* _ROWS_:
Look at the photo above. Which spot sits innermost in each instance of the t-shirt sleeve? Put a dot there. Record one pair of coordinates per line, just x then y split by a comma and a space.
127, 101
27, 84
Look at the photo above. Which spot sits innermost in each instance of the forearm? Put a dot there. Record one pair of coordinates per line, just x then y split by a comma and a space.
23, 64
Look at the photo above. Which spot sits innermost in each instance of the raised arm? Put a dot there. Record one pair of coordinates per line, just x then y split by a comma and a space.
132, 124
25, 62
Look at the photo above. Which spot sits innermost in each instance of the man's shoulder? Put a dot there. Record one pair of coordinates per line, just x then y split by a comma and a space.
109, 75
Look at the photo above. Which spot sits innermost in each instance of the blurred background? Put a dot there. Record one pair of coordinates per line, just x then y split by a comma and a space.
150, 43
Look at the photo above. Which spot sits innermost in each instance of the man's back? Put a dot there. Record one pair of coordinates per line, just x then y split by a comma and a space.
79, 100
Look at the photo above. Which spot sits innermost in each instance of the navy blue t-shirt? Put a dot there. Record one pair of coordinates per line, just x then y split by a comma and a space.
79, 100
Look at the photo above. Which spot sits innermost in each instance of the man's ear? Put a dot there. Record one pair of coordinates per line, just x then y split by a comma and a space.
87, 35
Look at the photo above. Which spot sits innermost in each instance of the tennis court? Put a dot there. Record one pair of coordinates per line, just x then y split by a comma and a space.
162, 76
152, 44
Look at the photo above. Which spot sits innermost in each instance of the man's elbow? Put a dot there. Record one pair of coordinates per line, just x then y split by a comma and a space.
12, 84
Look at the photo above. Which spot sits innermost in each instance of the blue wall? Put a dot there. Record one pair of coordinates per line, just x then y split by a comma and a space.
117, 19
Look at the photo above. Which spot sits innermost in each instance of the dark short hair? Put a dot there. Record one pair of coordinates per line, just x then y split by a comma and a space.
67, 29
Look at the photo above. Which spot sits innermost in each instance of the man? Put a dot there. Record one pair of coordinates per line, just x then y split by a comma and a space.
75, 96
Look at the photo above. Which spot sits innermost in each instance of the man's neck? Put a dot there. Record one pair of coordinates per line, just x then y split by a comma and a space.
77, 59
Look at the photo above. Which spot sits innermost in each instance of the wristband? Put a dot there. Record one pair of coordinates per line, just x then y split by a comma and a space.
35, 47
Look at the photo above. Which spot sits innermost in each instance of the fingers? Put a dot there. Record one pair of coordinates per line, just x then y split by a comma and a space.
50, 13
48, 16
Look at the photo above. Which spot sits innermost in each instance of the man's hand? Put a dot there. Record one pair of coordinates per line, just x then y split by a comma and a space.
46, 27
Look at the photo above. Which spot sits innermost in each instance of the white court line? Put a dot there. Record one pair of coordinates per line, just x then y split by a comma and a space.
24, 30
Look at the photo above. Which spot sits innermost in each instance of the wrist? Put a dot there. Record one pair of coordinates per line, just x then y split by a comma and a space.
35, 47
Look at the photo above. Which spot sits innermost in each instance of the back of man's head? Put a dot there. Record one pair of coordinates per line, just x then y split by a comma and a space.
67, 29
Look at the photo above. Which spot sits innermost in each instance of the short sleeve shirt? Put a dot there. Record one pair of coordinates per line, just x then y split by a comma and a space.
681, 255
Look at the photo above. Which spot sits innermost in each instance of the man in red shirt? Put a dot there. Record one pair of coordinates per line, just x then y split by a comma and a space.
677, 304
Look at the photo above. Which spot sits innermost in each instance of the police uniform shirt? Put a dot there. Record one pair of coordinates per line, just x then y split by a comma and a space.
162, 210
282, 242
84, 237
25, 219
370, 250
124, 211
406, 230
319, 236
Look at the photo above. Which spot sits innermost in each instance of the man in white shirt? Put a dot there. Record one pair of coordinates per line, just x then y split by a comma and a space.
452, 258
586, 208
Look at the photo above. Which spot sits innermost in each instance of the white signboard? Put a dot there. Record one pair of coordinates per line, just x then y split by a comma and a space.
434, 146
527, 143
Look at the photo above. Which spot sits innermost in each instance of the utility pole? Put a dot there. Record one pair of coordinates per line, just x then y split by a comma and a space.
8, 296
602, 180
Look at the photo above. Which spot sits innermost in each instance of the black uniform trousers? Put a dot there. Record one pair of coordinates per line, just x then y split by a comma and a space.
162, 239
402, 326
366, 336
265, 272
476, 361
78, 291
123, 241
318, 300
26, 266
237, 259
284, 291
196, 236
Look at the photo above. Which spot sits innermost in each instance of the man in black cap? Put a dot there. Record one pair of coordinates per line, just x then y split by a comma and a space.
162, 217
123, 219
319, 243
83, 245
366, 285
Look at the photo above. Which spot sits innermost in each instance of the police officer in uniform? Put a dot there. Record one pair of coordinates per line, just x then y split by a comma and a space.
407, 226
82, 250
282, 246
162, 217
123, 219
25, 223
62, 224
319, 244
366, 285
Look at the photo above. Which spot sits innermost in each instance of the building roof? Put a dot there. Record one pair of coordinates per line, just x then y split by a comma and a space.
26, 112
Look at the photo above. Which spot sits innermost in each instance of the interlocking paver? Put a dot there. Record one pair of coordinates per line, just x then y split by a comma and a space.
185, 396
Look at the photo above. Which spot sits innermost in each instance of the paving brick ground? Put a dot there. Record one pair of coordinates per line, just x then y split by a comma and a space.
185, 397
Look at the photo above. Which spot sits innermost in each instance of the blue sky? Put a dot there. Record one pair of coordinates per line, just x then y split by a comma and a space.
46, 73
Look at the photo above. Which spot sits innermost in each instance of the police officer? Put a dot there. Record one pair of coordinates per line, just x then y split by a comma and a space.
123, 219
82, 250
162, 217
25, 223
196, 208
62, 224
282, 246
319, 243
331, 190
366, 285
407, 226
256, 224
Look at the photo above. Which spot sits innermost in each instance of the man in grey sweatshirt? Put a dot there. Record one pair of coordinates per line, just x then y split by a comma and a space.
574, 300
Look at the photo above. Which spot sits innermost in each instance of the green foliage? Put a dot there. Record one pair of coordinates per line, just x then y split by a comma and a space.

* _WHAT YOU HAVE TO DO_:
Locate "man in black" in the material, then quote the line that contains it and all lines after it through the final one.

* _WRITTEN RESPONSE_:
Look at the photo above. Which spot sits innermost in each instance of the man in black cap? Put a dot there. Record one pair of coordinates per line, just x then y split by a comma and a space.
162, 217
123, 219
319, 243
83, 245
366, 285
Look at the photo above. Which spot sits innermost in each instance of the police officer in uniform? Put a dot there. Record one pair of coordinates per line, just x then y split by a comma and a space.
407, 226
82, 250
282, 246
162, 217
123, 219
25, 223
62, 224
319, 244
366, 285
Look at the photo above. Which spot sits innermost in each instance of the building roof? Put a dot there. Record one pair of coordinates per line, just x then y split by a comma and a space.
26, 112
Look at the photo above. Which spot sits innermost in each instance of the interlocking paver? Put a dot there. Record one pair of coordinates per line, just x then y split by a comma and a space.
185, 396
Look at the photo above. Which spot sits innermost in each instance of the paving brick ground? Put a dot there. Record one pair of coordinates per line, just x then y split by a comma and a space.
185, 397
Look at the photo above. Which spot sits innermost in each instance of the blue sky? Put a dot there. Record one pair of coordinates per line, just x then y split by a comma and a space.
46, 73
Look at the photo above. Which spot sits innermost in each instance of the police officer? Put a dot there. Record one pair of coordinates per line, just x then y split by a comma and a space.
123, 219
82, 250
162, 217
25, 223
196, 208
62, 224
282, 246
319, 243
331, 190
366, 285
407, 226
256, 224
Look at the photo above. Which spot sits innermost in each instance of the man in grey sweatshirt? Put a dot there. Record one pair of coordinates per line, just x then y split by a comma and a space.
574, 300
Look at the photo above. Which spot sits innermost in each instance of the green foliage? Put a dot there. Record one pair of coordinates per line, just x then y split by a comma and a space.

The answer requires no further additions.